DESCRIPTION OF THE TASK: Type out the text below on volume doubling times of lung cancers found at annual CT screening, word for word and in full.
-------- EXERCISE TEXT
Lung Cancers Diagnosed at Annual CT Screening: Volume Doubling Times

PURPOSE To empirically address the distribution of the volume doubling time (VDT) of lung cancers diagnosed in repeat annual rounds of computed tomographic (CT) screening in the International Early Lung Cancer Action Program (I-ELCAP), first and foremost with respect to rates of tumor growth but also in terms of cell types. MATERIALS AND METHODS All CT screenings in I-ELCAP from 1993 to 2009 were performed according to HIPAA-compliant protocols approved by the institutional review boards of the collaborating institutions. All instances of first diagnosis of primary lung cancer after a negative screening result 7-18 months earlier were identified, with symptom-prompted diagnoses included. Lesion diameter was calculated by using the measured length and width of each cancer at the time when the nodule was first identified for further work-up and at the time of the most recent prior screening, 7-18 months earlier. The length and width were measured a second time for each cancer, and the geometric mean of the two calculated diameters was used to calculate the VDT. The χ(2) statistic was used to compare the VDT distributions. RESULTS The median VDT for 111 cancers was 98 days (interquartile range, 108). For 56 (50%) cancers it was less than 100 days, and for three (3%) cancers it was more than 400 days. Adenocarcinoma was the most frequent cell type (50%), followed by squamous cell carcinoma (19%), small cell carcinoma (19%), and others (12%). Lung cancers manifesting as subsolid nodules had significantly longer VDTs than those manifesting as solid nodules (P < .0001). CONCLUSION Lung cancers diagnosed in annual repeat rounds of CT screening, as manifest by the VDT and cell-type distributions, are similar to those diagnosed in the absence of screening.
----------------
-------- SUPPLIED RECORDS
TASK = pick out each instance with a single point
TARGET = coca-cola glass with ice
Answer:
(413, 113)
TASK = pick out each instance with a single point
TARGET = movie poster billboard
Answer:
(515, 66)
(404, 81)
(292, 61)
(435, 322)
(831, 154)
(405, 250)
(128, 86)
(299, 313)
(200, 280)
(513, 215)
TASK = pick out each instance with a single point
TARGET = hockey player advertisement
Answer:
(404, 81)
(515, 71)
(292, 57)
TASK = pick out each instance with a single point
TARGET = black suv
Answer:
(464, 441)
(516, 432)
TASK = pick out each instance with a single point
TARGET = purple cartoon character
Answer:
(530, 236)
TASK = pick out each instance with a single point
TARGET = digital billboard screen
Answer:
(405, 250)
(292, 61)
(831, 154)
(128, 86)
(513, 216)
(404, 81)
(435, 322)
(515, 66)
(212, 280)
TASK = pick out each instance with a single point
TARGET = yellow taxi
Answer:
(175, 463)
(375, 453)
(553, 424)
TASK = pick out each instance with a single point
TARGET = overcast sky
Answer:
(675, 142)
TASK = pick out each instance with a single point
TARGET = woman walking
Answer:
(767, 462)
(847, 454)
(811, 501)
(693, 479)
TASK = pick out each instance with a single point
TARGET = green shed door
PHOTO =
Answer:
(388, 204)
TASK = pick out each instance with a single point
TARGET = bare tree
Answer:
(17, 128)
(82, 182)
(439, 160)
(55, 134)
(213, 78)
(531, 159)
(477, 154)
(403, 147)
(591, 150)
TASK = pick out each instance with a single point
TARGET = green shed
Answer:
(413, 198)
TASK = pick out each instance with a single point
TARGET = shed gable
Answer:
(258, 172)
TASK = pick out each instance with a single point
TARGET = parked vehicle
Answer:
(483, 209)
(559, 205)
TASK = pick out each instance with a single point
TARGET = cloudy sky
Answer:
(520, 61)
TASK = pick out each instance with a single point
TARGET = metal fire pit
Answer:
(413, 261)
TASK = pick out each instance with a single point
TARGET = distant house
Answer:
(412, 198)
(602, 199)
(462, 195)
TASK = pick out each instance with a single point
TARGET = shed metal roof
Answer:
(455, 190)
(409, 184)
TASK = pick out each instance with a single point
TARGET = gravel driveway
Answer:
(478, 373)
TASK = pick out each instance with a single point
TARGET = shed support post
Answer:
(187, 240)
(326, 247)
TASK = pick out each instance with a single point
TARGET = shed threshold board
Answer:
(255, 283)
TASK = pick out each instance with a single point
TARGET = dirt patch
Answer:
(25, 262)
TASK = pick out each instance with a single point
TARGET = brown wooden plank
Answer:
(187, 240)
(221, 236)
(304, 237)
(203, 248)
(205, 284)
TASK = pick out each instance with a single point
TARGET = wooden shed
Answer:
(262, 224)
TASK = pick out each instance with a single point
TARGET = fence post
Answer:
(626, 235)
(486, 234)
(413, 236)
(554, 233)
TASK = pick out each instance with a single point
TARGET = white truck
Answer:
----------------
SOLUTION:
Lung Cancers Diagnosed at Annual CT Screening: Volume Doubling Times

PURPOSE To empirically address the distribution of the volume doubling time (VDT) of lung cancers diagnosed in repeat annual rounds of computed tomographic (CT) screening in the International Early Lung Cancer Action Program (I-ELCAP), first and foremost with respect to rates of tumor growth but also in terms of cell types. MATERIALS AND METHODS All CT screenings in I-ELCAP from 1993 to 2009 were performed according to HIPAA-compliant protocols approved by the institutional review boards of the collaborating institutions. All instances of first diagnosis of primary lung cancer after a negative screening result 7-18 months earlier were identified, with symptom-prompted diagnoses included. Lesion diameter was calculated by using the measured length and width of each cancer at the time when the nodule was first identified for further work-up and at the time of the most recent prior screening, 7-18 months earlier. The length and width were measured a second time for each cancer, and the geometric mean of the two calculated diameters was used to calculate the VDT. The χ(2) statistic was used to compare the VDT distributions. RESULTS The median VDT for 111 cancers was 98 days (interquartile range, 108). For 56 (50%) cancers it was less than 100 days, and for three (3%) cancers it was more than 400 days. Adenocarcinoma was the most frequent cell type (50%), followed by squamous cell carcinoma (19%), small cell carcinoma (19%), and others (12%). Lung cancers manifesting as subsolid nodules had significantly longer VDTs than those manifesting as solid nodules (P < .0001). CONCLUSION Lung cancers diagnosed in annual repeat rounds of CT screening, as manifest by the VDT and cell-type distributions, are similar to those diagnosed in the absence of screening.